• Problem to solve
After reading the data below, copy out every line that contains the word "feather".

[Referring expression pointing data]
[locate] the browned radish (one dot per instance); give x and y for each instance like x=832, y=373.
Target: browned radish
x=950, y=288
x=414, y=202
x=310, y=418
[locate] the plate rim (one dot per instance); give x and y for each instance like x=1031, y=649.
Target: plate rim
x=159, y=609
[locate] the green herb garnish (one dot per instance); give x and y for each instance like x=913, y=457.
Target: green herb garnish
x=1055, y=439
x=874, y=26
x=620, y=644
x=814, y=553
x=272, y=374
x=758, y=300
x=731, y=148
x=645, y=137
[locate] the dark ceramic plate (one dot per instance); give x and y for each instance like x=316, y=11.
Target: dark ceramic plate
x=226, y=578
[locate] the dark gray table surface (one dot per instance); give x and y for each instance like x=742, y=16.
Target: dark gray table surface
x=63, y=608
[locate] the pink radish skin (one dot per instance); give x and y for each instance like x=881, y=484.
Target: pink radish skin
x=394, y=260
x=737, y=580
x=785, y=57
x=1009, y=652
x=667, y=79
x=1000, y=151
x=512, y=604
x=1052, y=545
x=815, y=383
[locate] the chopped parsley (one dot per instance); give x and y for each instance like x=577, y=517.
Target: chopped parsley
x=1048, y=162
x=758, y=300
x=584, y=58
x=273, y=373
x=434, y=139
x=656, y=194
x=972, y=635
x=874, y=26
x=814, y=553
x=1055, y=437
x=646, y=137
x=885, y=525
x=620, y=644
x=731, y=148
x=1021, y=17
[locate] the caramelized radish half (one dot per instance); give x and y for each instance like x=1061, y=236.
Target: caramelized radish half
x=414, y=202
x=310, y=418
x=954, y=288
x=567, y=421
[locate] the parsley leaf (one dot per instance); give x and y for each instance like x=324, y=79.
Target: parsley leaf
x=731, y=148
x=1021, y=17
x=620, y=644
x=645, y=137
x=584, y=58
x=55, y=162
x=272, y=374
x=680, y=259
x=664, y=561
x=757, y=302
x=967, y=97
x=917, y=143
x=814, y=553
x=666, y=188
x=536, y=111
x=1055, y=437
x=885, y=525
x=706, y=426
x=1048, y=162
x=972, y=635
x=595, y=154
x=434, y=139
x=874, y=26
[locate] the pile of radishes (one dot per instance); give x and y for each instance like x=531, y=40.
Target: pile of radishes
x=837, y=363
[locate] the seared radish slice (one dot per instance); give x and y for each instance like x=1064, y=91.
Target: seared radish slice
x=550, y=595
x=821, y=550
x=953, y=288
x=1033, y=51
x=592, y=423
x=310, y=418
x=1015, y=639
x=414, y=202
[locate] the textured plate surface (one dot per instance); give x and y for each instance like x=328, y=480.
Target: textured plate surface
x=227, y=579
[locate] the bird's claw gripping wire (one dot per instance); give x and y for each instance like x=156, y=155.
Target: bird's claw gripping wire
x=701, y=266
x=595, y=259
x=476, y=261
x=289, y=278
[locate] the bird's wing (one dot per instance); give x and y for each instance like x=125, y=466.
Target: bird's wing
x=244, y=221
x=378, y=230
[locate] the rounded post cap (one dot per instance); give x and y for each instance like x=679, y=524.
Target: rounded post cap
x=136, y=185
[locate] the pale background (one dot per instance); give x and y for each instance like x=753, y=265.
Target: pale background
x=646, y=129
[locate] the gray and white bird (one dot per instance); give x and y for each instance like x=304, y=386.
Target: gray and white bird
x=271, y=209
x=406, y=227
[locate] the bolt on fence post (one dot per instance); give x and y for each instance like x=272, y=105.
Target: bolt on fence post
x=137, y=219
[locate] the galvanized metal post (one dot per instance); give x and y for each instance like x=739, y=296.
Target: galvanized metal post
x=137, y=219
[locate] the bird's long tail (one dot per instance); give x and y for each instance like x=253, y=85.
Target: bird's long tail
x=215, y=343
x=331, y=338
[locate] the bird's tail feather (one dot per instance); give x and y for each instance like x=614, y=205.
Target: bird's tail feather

• Result of the exercise
[locate] the bird's tail feather (one dot per instance); give x and y for each instance like x=614, y=205.
Target: bird's tail feather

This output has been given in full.